The term “convey radio-frequency signals” as used herein means the transmission and/or reception of the radio-frequency signals (e.g., for performing unidirectional and/or bidirectional wireless communications with external wireless communications equipment). Similarly, the term “convey wireless data” as used herein means the transmission and/or reception of wireless data using radio-frequency signals. Antenna(s) 40 may transmit the radio-frequency signals by radiating the radio-frequency signals into free space (or to free space through intervening device structures such as a dielectric cover layer). Antenna(s) 40 may additionally or alternatively receive the radio-frequency signals from free space (e.g., through intervening devices structures such as a dielectric cover layer). The transmission and reception of radio-frequency signals by antennas 40 each involve the excitation or resonance of antenna currents on an antenna resonating element in the antenna by the radio-frequency signals within the frequency band(s) of operation of the antenna.

SOURCE MATERIAL |
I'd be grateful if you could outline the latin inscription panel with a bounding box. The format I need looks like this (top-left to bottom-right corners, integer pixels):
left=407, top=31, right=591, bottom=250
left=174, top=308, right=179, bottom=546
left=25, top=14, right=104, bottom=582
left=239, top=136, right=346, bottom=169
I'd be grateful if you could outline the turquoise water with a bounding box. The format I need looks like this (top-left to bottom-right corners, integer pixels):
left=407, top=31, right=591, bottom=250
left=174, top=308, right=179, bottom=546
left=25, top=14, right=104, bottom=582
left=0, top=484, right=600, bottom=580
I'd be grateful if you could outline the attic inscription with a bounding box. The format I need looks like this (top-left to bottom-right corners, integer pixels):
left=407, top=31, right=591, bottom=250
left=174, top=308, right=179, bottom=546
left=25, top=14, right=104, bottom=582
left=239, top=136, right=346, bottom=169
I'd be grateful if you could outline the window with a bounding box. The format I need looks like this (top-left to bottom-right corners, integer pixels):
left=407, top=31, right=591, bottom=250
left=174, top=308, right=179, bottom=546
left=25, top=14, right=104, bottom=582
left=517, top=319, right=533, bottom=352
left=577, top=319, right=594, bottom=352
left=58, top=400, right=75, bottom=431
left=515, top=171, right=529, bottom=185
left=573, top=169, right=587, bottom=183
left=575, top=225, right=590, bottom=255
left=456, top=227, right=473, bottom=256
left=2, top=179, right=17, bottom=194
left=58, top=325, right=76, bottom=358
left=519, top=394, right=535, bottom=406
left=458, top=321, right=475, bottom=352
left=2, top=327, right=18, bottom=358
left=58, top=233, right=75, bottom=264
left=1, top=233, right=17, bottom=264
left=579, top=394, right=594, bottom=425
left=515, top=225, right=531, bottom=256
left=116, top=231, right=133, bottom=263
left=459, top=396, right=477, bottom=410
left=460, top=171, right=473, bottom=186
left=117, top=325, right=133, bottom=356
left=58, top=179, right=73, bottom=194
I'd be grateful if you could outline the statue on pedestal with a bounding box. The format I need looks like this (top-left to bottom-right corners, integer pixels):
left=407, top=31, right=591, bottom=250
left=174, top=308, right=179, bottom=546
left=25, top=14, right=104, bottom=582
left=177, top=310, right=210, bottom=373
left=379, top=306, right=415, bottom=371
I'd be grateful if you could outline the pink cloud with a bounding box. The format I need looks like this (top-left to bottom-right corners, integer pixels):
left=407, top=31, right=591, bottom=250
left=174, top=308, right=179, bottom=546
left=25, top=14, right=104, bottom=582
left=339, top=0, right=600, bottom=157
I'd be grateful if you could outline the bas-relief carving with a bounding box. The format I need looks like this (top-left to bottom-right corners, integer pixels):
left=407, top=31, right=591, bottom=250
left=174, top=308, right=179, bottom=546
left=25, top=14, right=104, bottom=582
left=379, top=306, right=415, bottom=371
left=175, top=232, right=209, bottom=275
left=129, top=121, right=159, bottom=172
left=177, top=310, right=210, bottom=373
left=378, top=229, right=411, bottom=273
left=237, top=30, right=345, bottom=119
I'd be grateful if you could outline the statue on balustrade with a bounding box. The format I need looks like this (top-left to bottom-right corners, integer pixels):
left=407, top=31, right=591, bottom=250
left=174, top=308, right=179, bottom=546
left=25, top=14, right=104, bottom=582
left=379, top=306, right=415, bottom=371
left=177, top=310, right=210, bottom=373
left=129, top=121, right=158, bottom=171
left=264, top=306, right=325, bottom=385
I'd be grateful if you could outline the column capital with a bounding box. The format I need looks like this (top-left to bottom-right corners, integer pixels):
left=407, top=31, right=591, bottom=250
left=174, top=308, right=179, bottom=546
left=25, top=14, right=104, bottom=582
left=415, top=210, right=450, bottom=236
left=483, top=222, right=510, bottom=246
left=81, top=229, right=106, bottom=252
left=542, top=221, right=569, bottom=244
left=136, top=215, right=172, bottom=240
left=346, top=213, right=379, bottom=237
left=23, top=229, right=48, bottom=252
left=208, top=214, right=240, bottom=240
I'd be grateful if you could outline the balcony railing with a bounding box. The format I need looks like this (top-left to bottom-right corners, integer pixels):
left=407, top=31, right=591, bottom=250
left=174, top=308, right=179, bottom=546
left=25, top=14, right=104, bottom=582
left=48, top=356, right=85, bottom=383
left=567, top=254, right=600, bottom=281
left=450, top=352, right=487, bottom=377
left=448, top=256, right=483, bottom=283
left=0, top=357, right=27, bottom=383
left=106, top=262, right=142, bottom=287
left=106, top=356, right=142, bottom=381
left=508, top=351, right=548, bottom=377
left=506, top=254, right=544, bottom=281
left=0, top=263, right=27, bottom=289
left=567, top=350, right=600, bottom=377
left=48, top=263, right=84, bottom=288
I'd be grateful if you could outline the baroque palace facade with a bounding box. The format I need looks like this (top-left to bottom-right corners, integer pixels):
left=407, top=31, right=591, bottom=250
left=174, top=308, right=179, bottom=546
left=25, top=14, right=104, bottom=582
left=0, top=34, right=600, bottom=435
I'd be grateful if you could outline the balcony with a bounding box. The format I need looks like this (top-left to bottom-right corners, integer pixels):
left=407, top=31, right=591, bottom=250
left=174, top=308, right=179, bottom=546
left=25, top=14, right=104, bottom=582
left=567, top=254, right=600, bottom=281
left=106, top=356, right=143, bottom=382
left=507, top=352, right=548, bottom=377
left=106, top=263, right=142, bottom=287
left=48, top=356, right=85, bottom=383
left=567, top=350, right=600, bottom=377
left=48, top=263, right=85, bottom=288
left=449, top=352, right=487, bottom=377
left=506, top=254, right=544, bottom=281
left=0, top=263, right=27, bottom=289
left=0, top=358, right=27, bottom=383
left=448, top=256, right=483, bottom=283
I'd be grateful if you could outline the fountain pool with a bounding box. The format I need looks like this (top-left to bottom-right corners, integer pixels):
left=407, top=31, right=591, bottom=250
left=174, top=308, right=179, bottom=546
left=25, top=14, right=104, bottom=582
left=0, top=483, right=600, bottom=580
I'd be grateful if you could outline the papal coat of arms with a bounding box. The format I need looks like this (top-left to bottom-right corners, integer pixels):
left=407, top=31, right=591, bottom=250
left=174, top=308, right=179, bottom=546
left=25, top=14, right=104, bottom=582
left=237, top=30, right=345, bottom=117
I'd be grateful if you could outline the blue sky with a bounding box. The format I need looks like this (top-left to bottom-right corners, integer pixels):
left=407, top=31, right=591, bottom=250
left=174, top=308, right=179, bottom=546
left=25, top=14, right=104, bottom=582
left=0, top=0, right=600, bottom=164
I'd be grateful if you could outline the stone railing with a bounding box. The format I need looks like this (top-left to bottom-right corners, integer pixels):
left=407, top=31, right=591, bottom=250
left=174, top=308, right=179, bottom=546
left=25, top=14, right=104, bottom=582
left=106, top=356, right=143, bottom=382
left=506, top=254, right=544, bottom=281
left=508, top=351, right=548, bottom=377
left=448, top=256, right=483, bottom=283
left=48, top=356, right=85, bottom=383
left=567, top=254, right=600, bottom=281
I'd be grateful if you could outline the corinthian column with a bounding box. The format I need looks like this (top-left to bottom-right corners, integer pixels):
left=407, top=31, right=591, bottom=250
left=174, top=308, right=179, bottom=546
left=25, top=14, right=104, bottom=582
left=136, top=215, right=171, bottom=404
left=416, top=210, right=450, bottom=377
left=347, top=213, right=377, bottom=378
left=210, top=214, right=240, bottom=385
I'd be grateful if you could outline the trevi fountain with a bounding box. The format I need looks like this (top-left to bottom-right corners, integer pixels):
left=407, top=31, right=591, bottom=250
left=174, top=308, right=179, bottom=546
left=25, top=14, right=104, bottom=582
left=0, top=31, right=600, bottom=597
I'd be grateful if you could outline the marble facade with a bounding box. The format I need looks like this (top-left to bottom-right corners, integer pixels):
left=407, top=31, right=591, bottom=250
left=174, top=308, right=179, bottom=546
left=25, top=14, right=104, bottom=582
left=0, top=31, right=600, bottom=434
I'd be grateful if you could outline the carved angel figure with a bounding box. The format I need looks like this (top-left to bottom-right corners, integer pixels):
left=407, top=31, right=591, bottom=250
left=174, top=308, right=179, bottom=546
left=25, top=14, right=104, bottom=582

YOUR TASKS |
1) Answer these from the passage on antennas and radio-frequency signals:
(a) What does the term "convey wireless data" mean?
(b) What example is given of a structure the signals may pass through on the way to or from free space?
(c) What do the transmission and the reception of radio-frequency signals each involve?
2) List every phrase in parentheses in the passage on antennas and radio-frequency signals. Skip the short plural markers "(s)".
3) Extend the passage on antennas and radio-frequency signals past its final sentence.

LIST OF ANSWERS |
1)
(a) The transmission and/or reception of wireless data using radio-frequency signals.
(b) A dielectric cover layer.
(c) The excitation or resonance of antenna currents on an antenna resonating element in the antenna by the radio-frequency signals within the frequency band(s) of operation of the antenna.

2)
- (e.g., for performing unidirectional and/or bidirectional wireless communications with external wireless communications equipment)
- (or to free space through intervening device structures such as a dielectric cover layer)
- (e.g., through intervening devices structures such as a dielectric cover layer)

3)
Each radio 26 may be coupled to one or more antennas 40 over one or more radio-frequency transmission lines 31. Radio-frequency transmission lines 31 may include coaxial cables, microstrip transmission lines, stripline transmission lines, edge-coupled microstrip transmission lines, edge-coupled stripline transmission lines, transmission lines formed from combinations of transmission lines of these types, etc. Radio-frequency transmission lines 31 may be integrated into rigid and/or flexible printed circuit boards if desired. One or more radio-frequency lines 31 may be shared between multiple radios 26 if desired. Radio-frequency front end (RFFE) modules may be interposed on one or more radio-frequency transmission lines 31. The radio-frequency front end modules may include substrates, integrated circuits, chips, or packages that are separate from radios 26 and may include filter circuitry, switching circuitry, amplifier circuitry, impedance matching circuitry, radio-frequency coupler circuitry, and/or any other desired radio-frequency circuitry for operating on the radio-frequency signals conveyed over radio-frequency transmission lines 31.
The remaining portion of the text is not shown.